EXERCISE DIRECTIONS: Quote the part of the speech on the Defence White Paper between "How many formations" and "the Prime Minister?", inclusive.

I am sure the House has enjoyed the speech of the hon. Member for Horn-church (Mr. Bing). I certainly have, but, if the House will forgive me, I shall return to defence. I say in passing that it will probably be my view tonight that it is right to vote against the Motion, although that will not in any way commit me to the support of past or future Conservative defence policy. I suggest that 50 Members opposite, if they voted against the Government tonight, would not endanger the life of the Government, but they might get the Government to act. They have the majority and it lies with them to take the initiative.

I do not think that any hon. Member who takes defence seriously can be satisfied with this Defence White Paper. I am sure that hon. Members opposite could not approve in their own hearts, if they were free of the Whips, the sort of thing which has been given to us in this White Paper. It does not tell us very much, but what it does tell us causes me alarm, and even despondency, and I do not think that the situation was improved, if I may say so with respect, by the Minister merely repeating the White Paper two or three times in his speech this afternoon, for the House learned nothing new.

Is it not possible now to give us more information? I realise the interests of security, but in the White Papers and Estimates we have been given far less information than potential enemies of this country must have in their possession today. Even in the war, we used regularly to go through lists and take things off the secret list. We used to give information, not information which would be of value to the enemy, but information which would assist the people of the country to make up their minds that things were going right, instead of going wrong. The Minister of Defence is up against this problem: he will have to give more information if he wishes to create confidence in the country. I agree with the criticisms which have been made that this White Paper does not show an adequate plan. It does not show what are the real intentions of the Ministry of Defence or of the Departments themselves.

I and my colleagues have regularly called for this defence plan for the last 2½ years. The House will recall that I have said that we have spent far too much time discussing matters like conscription, important as they are, instead of getting down to a basic plan for national and collective defence. There is this vast expenditure, which I am not criticising. The Government will have to spend money on our defence today. Inevitably large numbers of men are being tied up, but unless the Government have a proper plan they will not marry up the various factors and ensure real value for money. The real effort today seems to be on training the individual soldier instead of putting into the field operationally efficient formations. There was not one reference by the Minister of Defence today, nor was there in the White Paper so far as I could see, to the numbers of the formations which we have at our command, or any suggestion as to their operational efficiency.

How many formations have we got, how many divisions? The time has come when we should be given some indication, because indications are, as the right hon. Gentleman said, being given in the Press. Is the figure two divisions? Is it three divisions? If it is three divisions does the number include Colonial divisions? Does it include parachute divisions? Is there an armoured division? There was no inkling of this in the speech of the right hon. Gentleman. What was the point of his standing at that Box for an hour without giving us some information. We knew in 1939 how many divisions we had. We are to have 391,000 men in the Army on 31st March, 1950. If the planning figure for a division is 30,000 to 40,000, how many divisions are we to have by March, 1950? Can we be given some answer by the Prime Minister?

Point annotation dataset records
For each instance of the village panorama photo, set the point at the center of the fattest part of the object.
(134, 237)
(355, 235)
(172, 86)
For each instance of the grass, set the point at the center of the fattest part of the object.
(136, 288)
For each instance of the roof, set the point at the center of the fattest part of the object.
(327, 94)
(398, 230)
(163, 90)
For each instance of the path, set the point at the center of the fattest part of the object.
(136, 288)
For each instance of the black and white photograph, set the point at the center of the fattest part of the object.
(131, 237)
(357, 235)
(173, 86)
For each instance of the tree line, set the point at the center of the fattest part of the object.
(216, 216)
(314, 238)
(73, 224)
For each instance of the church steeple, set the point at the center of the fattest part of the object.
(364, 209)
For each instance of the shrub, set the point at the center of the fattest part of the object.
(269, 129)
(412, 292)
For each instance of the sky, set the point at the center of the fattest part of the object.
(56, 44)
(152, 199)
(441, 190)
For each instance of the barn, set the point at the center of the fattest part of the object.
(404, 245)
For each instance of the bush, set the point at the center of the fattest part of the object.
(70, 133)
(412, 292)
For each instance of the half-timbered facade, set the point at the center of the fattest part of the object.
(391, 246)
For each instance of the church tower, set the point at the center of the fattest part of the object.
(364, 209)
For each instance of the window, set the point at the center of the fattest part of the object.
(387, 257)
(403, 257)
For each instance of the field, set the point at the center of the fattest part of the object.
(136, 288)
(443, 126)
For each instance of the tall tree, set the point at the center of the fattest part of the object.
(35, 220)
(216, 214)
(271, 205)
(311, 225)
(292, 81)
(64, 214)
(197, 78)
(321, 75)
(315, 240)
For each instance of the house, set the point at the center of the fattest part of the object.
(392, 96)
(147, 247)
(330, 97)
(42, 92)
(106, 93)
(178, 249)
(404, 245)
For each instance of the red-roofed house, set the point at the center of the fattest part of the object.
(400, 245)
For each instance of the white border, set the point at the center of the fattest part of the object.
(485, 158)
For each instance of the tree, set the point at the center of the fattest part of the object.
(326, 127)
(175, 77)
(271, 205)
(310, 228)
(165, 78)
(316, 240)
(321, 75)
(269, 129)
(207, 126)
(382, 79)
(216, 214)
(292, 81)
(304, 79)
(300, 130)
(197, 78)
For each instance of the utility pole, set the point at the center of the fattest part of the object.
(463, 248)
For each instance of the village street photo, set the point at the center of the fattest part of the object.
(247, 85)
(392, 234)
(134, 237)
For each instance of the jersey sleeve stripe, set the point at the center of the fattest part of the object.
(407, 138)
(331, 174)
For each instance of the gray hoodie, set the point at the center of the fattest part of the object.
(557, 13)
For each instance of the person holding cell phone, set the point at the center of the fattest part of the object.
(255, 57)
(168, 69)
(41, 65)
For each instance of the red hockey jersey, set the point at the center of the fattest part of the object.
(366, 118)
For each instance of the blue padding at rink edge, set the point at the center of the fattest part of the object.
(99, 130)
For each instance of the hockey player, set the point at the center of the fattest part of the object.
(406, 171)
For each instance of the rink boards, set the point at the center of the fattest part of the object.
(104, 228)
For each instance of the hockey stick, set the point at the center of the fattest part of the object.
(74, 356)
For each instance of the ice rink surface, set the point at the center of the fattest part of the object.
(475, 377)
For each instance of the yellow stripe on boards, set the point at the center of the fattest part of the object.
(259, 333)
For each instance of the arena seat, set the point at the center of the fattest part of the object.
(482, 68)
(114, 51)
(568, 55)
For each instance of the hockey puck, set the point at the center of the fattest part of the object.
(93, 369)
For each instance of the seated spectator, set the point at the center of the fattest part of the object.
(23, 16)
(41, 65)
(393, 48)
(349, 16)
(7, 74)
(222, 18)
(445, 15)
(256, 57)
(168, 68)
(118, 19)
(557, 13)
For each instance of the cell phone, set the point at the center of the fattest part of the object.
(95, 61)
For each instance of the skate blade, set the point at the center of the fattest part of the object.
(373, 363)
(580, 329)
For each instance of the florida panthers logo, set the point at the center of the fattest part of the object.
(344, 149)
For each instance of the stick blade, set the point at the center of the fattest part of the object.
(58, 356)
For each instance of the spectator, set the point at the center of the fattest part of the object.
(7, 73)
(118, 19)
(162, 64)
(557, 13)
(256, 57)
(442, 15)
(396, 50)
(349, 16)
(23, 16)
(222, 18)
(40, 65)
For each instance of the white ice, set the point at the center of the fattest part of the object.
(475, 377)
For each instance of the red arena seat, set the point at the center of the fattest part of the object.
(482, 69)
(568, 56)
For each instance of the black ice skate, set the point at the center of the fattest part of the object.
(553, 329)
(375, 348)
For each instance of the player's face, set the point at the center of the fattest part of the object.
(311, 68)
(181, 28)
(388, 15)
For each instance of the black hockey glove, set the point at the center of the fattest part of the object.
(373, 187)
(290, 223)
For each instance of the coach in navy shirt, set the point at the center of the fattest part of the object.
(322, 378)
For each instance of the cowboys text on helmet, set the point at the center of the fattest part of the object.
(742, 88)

RESPONSE:
How many formations have we got, how many divisions? The time has come when we should be given some indication, because indications are, as the right hon. Gentleman said, being given in the Press. Is the figure two divisions? Is it three divisions? If it is three divisions does the number include Colonial divisions? Does it include parachute divisions? Is there an armoured division? There was no inkling of this in the speech of the right hon. Gentleman. What was the point of his standing at that Box for an hour without giving us some information. We knew in 1939 how many divisions we had. We are to have 391,000 men in the Army on 31st March, 1950. If the planning figure for a division is 30,000 to 40,000, how many divisions are we to have by March, 1950? Can we be given some answer by the Prime Minister?